Schweiz vor Informatiker-Engpass

Trotz hoher Arbeitslosenzahlen werden für die Zukunft zu wenig IT-Spezialisten ausgebildet, behauptet Alfred Breu, Präsident der Zürcher Lehrmeistervereinigung Informatik.

Artikel erschienen in Swiss IT Magazine 2004/09

     

Im Juni 2003 verfasste Alfred Breu, seines Zeichens Präsident der Zürcher Lehrmeistervereinigung Informatik (ZLI), ein Papier, in welchem er zu Beginn die Frage in den Raum stellte, ob im IT-Arbeitmarkt Schweiz zuviel Nachwuchs herangebildet wird. Dies im Hinblick auf Massenentlassungen und steigende Arbeitslosenzahlen auch im IT-Umfeld.
Breu kam dann aber zum Schluss, dass das Gegenteil der Fall ist. Wir würden – in einem
typischen Schweinezyklus – «bereits wieder am nächsten Mangel bauen.»
Seine Überlegungen sind durchaus eine nähere Betrachtung wert.


Zu wenig Ersatz

Schätzungen zufolge waren per Ende 2002 rund 110'000 Personen in der IT-Branche tätig. Genaue Zahlen sind deshalb nicht möglich, weil Informatiker zwar in praktisch jedem grösseren Betrieb vorkommen, häufig aber nicht spezifisch als solche ausgewiesen sind. Breu nennt als Beispiel eine Bank, wo alle Mitarbeiter als "Bänkler" gelten, obwohl die grösste Bank der Schweiz auch der grösste IT-Arbeitgeber ist.

- _BEREITGESTELLTE DATEN_

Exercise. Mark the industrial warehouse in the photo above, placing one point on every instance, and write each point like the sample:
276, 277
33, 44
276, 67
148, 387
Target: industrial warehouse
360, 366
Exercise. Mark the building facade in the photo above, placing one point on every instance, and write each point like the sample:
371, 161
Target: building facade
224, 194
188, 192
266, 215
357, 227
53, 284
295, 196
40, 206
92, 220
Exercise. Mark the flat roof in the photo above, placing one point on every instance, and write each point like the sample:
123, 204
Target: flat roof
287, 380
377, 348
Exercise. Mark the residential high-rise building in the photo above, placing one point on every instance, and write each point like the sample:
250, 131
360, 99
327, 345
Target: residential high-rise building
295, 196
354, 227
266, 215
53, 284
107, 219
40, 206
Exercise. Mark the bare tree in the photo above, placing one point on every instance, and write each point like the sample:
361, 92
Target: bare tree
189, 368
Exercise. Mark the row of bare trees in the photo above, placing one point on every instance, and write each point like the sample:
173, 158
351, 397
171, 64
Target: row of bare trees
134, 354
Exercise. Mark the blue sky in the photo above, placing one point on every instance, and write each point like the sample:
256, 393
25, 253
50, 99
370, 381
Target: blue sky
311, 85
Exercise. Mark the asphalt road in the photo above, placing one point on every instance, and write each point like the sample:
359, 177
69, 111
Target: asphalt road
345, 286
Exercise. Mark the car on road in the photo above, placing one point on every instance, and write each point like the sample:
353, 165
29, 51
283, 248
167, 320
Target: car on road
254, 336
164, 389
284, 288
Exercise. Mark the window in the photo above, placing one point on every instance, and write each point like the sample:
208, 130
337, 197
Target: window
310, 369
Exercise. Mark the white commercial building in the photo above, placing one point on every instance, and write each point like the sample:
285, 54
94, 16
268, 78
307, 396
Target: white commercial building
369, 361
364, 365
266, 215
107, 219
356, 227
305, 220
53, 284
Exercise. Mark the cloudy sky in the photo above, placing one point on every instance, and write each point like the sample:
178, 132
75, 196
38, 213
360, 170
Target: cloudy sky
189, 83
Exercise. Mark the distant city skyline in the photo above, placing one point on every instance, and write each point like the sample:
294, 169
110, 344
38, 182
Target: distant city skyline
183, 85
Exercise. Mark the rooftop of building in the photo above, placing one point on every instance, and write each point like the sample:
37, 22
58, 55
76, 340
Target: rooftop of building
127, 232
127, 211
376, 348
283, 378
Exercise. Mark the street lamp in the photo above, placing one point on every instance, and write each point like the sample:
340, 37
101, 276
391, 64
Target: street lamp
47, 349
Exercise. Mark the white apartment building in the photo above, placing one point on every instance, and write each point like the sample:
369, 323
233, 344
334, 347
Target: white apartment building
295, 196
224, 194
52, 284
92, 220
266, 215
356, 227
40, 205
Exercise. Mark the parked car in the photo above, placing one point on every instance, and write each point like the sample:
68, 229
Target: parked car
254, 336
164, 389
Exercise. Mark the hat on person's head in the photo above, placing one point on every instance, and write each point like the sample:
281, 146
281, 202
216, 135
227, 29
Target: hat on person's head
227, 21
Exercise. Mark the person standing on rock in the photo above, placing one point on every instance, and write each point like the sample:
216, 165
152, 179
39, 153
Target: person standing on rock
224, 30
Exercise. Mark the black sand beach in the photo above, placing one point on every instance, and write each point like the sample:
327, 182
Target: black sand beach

- _ARBEITSAUFTRAG 1_
Wie viele Personen arbeiteten laut dem Artikel über den Informatiker-Engpass Ende 2002 schätzungsweise in der IT-Branche?
- _ARBEITSAUFTRAG 2_
Zähle alle Personen, Organisationen und Zeitschriften auf, die der Artikel über den Informatiker-Engpass mit Namen nennt.
- _ARBEITSAUFTRAG 3_
Schreibe den Artikel über den Informatiker-Engpass im Anschluss an seinen letzten Satz weiter.

- _ERGEBNIS 1_
Rund 110'000 Personen.

- _ERGEBNIS 2_
Alfred Breu, die Zürcher Lehrmeistervereinigung Informatik (ZLI), Swiss IT Magazine

- _ERGEBNIS 3_
Gemäss Breu ist es so, dass im langjährigen Mittel zwischen fünf und sieben Prozent der Beschäftigten eines Berufsstandes infolge Abgangs - sprich Pensionierung, Berufsaufgabe und -wechsel, Todesfall etc. - ersetzt werden müssten. Das wären in der Schweiz
also 5000 bis 7000 Informatiker pro Jahr, die durch Nachwuchs ausgewechselt werden sollten. Im letzten Jahr - einem Rekordjahr - verliessen jedoch nur rund 2500 neue Spezialisten die Lehren, Fachhochschulen, Hochschulen und technischen Lehranstalten. So ist es also nötig, mehrere Tausend Angelernte in die Informatik nachzuziehen. Breu gesteht zwar ein, dass es in wirtschaftlich schwierigen Zeiten wohl etwas weniger sein dürften, nach der Erholung der Wirtschaft werde diese Situation aber rasch wieder eintreten. Zudem komme ein weiteres Phänomen dazu. Die aktuell arbeitslosen Informatiker, oder zumindest ein Teil davon, werden in Zeiten des Aufschwungs nicht mehr verfügbar sein, da sie sich mangels Perspektiven derzeit anders orientieren. Wenn also die eingefrorenen Projekte wieder aus den Schubladen geklaubt werden, so ist Breu überzeugt, werden rund 10'000 Informatiker fehlen. Branchenkenner würden schätzen, dass in "erfreulicheren Zeiten" bis zu 120'000 Personen nötig sein werden. Er glaubt, dass die jetzt durchgesetzten Salär- und Honoraransatz-Reduktionen dann bald wieder kompensiert sein dürften, was Kosten zwischen 100 und 300 Millionen Franken zur Folge haben wird.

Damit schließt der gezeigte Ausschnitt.